» **What the task requires**
Search the records for "water" and copy each line that holds it.

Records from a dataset

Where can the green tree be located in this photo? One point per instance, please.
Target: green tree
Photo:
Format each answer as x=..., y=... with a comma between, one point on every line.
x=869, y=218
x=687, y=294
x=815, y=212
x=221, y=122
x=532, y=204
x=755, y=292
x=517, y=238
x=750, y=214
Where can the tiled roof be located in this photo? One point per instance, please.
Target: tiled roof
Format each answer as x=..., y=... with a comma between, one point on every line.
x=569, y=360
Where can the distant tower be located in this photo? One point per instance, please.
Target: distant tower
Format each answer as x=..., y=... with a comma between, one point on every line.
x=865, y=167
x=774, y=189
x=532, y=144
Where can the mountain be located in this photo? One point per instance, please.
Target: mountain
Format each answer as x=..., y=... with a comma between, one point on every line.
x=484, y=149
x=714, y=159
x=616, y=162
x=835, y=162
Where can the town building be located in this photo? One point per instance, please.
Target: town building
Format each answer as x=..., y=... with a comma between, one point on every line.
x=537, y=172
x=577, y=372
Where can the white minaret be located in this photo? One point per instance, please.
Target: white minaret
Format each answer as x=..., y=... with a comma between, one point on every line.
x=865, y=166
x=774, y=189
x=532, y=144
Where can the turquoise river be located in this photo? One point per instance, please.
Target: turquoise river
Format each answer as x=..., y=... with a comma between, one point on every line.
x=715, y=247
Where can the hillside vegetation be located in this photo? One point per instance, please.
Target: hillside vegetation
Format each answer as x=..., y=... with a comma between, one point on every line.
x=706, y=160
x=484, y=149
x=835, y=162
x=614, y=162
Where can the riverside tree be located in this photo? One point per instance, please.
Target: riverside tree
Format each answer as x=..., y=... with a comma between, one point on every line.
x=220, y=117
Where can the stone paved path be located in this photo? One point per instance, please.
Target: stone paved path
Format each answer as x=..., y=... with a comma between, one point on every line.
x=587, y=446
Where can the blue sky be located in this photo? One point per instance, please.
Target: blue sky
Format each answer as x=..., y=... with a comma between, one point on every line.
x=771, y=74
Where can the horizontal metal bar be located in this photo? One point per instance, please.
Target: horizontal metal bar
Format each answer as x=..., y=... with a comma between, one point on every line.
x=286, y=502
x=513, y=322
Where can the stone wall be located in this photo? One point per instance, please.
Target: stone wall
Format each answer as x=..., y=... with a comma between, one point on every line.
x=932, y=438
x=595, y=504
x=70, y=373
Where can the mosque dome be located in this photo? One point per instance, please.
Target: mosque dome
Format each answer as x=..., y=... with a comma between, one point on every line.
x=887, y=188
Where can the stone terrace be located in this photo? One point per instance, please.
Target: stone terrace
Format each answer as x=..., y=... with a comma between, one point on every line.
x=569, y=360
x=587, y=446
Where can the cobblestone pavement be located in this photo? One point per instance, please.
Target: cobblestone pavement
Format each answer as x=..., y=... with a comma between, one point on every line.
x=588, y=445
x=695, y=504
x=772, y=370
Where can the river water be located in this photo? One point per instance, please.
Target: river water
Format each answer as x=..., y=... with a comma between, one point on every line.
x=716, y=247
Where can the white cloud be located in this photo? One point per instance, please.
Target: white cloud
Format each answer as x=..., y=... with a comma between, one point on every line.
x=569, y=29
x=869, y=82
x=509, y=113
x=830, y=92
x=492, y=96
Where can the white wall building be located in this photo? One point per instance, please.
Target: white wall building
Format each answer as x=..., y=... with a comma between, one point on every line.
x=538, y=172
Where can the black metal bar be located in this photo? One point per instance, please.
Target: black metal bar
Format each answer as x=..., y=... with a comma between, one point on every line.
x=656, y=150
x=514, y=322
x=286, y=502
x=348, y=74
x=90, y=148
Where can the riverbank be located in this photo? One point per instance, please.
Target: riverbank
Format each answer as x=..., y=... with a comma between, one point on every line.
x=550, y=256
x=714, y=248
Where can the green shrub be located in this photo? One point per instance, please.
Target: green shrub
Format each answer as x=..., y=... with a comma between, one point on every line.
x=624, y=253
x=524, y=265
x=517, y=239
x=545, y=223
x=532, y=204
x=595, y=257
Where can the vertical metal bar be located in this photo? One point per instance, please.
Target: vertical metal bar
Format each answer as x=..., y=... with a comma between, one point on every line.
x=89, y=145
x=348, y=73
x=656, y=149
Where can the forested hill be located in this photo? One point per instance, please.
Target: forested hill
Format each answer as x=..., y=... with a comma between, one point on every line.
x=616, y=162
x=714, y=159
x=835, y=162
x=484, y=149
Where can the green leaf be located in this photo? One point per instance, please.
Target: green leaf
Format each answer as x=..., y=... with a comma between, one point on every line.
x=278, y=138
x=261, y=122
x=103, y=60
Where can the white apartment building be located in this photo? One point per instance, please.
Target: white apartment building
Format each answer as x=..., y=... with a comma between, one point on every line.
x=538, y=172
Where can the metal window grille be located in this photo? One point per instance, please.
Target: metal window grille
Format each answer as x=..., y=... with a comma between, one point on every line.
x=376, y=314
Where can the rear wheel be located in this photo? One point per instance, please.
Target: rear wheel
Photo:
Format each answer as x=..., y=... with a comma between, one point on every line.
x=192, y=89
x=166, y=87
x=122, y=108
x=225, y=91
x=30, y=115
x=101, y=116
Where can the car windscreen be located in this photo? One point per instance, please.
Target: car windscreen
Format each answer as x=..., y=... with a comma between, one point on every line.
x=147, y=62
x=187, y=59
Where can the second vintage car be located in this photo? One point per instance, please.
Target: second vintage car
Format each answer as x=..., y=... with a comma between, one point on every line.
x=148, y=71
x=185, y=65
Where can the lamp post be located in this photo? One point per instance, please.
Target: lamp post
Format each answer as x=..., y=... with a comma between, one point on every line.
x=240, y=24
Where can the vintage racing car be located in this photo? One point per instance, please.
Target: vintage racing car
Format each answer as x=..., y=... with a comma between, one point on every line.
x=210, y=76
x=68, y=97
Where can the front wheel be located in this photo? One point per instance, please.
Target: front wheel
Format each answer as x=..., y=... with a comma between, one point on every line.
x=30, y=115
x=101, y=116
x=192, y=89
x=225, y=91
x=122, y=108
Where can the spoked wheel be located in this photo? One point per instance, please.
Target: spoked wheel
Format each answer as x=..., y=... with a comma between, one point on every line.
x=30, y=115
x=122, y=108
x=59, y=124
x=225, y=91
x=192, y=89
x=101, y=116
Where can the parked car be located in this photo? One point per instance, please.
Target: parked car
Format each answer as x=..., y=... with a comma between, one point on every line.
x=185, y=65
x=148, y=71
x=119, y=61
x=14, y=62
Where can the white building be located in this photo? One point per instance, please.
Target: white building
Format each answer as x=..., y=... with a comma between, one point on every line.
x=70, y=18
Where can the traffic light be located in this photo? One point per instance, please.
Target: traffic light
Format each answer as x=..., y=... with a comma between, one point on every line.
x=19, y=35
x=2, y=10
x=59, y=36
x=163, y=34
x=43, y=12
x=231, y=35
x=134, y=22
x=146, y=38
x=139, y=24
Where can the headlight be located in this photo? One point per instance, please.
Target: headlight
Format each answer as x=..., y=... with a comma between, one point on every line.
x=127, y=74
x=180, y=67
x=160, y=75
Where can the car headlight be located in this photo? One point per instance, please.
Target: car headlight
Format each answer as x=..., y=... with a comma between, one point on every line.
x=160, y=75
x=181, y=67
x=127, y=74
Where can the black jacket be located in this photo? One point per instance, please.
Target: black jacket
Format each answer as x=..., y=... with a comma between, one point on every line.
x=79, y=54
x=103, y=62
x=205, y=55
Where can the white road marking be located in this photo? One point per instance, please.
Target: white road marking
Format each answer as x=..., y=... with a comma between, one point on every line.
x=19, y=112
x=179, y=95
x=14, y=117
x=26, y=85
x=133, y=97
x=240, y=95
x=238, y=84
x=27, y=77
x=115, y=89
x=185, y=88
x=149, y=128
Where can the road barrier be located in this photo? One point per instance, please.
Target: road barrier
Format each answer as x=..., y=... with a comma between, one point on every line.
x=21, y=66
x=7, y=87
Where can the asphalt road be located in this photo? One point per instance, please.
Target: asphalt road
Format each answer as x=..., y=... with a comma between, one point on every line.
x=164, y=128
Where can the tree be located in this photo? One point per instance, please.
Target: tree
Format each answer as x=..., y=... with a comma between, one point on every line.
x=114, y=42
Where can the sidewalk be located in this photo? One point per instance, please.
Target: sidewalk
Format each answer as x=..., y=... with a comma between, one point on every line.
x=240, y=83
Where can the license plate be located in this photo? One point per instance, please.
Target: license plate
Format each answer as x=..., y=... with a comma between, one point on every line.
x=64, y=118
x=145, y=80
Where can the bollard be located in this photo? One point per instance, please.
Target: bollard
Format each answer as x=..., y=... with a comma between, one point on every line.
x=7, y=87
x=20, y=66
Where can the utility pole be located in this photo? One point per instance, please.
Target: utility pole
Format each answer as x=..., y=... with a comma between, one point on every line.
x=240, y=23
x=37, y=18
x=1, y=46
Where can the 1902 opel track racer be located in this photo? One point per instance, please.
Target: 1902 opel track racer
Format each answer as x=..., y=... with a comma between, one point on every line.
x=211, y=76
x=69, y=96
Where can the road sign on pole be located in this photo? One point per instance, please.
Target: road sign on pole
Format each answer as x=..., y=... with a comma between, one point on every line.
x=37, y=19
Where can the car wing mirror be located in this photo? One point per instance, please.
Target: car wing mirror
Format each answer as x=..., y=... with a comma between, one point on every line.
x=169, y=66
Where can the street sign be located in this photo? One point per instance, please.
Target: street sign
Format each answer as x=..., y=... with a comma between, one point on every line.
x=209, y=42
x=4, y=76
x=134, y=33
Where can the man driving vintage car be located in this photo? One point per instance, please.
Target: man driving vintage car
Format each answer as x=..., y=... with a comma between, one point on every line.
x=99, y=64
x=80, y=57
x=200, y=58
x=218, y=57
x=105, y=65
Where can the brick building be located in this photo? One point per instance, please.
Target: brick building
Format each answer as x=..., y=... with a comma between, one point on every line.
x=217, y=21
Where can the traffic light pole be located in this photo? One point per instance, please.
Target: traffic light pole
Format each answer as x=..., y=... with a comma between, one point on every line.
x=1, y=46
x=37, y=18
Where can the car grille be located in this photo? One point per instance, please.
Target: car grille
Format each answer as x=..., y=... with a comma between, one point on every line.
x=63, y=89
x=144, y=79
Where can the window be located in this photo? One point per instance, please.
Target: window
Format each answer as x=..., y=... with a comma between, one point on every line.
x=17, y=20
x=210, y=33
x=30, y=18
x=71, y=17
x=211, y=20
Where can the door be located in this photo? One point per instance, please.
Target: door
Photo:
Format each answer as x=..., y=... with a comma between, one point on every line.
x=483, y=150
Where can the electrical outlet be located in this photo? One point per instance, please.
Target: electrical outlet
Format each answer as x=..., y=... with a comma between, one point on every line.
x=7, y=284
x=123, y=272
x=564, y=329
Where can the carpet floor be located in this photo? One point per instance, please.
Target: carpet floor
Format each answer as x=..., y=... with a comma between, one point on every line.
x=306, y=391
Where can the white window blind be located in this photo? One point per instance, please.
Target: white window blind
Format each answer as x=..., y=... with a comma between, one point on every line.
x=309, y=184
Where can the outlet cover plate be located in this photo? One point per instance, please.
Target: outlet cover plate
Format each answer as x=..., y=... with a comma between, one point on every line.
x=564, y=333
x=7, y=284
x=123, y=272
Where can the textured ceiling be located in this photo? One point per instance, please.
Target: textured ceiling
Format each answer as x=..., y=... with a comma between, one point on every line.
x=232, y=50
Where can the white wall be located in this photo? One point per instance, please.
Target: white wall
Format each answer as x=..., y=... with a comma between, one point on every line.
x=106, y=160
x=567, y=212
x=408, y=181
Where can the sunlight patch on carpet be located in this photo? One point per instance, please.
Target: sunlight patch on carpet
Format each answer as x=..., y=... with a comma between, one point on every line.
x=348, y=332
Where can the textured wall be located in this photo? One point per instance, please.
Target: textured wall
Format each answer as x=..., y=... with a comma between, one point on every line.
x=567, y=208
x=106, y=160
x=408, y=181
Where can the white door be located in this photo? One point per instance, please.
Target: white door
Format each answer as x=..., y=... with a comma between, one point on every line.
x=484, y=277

» **Output below**
Where can the river water be located in this photo? One point per instance, please.
Target: river water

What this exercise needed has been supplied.